## Exercise description
Can you reproduce the items below with "outline" replaced by "boundary" throughout, everything else unchanged and the pictures left out?
-- Begin Raw data --
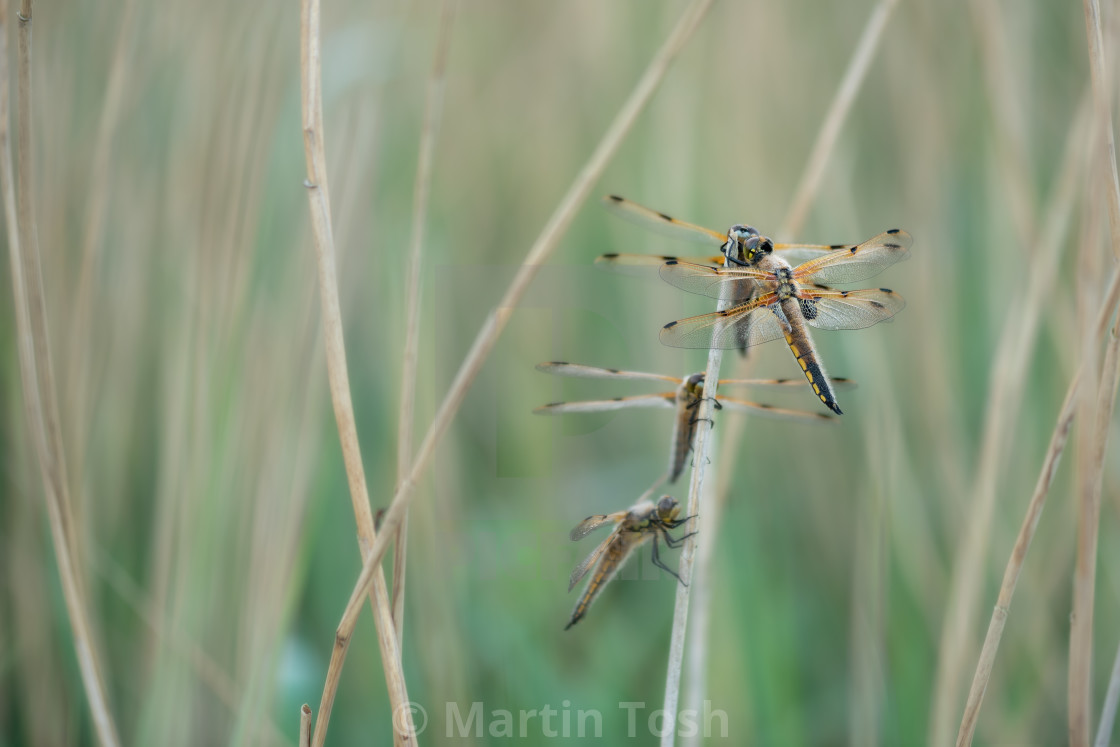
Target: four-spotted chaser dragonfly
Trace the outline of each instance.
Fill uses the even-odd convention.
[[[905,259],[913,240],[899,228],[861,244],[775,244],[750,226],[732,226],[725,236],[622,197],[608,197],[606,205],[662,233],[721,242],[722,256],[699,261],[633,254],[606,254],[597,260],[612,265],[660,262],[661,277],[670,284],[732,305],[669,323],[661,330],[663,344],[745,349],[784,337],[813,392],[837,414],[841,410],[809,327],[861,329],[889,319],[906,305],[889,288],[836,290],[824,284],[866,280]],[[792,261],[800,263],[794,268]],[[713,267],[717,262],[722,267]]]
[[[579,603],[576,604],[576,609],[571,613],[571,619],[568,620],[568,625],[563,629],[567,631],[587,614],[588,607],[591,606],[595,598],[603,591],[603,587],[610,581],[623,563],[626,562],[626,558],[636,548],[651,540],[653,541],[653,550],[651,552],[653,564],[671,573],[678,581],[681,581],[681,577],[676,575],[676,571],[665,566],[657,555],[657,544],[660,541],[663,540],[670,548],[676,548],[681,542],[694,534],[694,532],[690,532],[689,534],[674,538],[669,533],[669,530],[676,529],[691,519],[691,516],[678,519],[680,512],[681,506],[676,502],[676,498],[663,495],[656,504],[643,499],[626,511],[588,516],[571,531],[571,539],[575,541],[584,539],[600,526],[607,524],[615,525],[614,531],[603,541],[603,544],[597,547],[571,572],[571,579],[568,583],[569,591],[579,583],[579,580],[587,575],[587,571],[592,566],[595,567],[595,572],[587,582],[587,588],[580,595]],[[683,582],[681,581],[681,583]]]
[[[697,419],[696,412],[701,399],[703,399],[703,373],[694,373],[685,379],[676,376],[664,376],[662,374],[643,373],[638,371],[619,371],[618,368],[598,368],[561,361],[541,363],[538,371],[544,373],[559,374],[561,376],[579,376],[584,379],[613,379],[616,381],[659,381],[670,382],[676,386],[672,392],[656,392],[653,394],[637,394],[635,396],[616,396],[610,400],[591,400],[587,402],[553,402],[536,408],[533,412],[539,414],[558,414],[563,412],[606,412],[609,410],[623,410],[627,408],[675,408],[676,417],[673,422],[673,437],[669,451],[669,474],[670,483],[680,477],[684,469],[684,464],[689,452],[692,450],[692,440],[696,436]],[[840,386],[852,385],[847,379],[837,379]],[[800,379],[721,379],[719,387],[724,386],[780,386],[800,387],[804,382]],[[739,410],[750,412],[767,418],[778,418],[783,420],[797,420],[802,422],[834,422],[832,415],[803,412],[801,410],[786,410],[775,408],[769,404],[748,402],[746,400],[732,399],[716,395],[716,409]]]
-- End Raw data --
## Solution to the problem
Target: four-spotted chaser dragonfly
Trace the boundary of each instance.
Fill uses the even-odd convention.
[[[905,259],[913,240],[899,228],[861,244],[775,244],[750,226],[732,226],[725,236],[622,197],[608,197],[606,205],[662,233],[721,242],[722,256],[699,261],[633,254],[606,254],[597,260],[612,265],[660,262],[661,277],[670,284],[732,305],[669,323],[661,330],[663,344],[745,349],[784,337],[813,392],[837,414],[841,410],[809,327],[861,329],[889,319],[906,305],[889,288],[836,290],[824,284],[866,280]],[[792,261],[800,263],[794,268]],[[713,267],[717,262],[722,267]]]
[[[579,603],[576,604],[576,609],[571,613],[571,619],[568,620],[568,625],[563,629],[567,631],[587,614],[588,607],[591,606],[595,598],[603,591],[603,587],[610,581],[623,563],[626,562],[626,558],[636,548],[651,540],[653,541],[653,550],[651,552],[653,564],[671,573],[678,581],[681,581],[681,577],[676,575],[676,571],[665,566],[657,555],[657,544],[660,541],[663,540],[670,548],[676,548],[681,542],[694,534],[694,532],[690,532],[689,534],[674,538],[669,533],[669,530],[676,529],[691,519],[691,516],[678,519],[680,512],[681,506],[676,502],[676,498],[663,495],[656,504],[643,499],[626,511],[588,516],[571,531],[571,539],[575,541],[584,539],[600,526],[607,524],[615,525],[614,531],[603,541],[603,544],[597,547],[571,572],[571,579],[568,583],[569,591],[579,583],[579,580],[587,575],[587,571],[592,566],[595,567],[595,572],[587,582],[587,588],[580,595]],[[683,582],[681,581],[681,583]]]
[[[697,419],[696,412],[701,399],[703,399],[703,373],[694,373],[685,379],[676,376],[664,376],[662,374],[643,373],[638,371],[619,371],[618,368],[598,368],[561,361],[541,363],[538,371],[544,373],[559,374],[561,376],[579,376],[584,379],[613,379],[616,381],[659,381],[670,382],[676,386],[672,392],[656,392],[653,394],[637,394],[635,396],[616,396],[610,400],[591,400],[587,402],[553,402],[536,408],[533,412],[539,414],[558,414],[563,412],[606,412],[609,410],[623,410],[627,408],[675,408],[676,417],[673,422],[673,437],[669,451],[669,474],[670,483],[680,477],[684,469],[684,464],[689,452],[692,450],[692,440],[696,436]],[[840,386],[852,385],[847,379],[837,379]],[[800,379],[721,379],[719,387],[724,386],[780,386],[800,387],[804,382]],[[739,410],[750,412],[767,418],[778,418],[783,420],[797,420],[802,422],[834,422],[832,415],[803,412],[801,410],[786,410],[775,408],[769,404],[748,402],[746,400],[732,399],[716,395],[716,409]]]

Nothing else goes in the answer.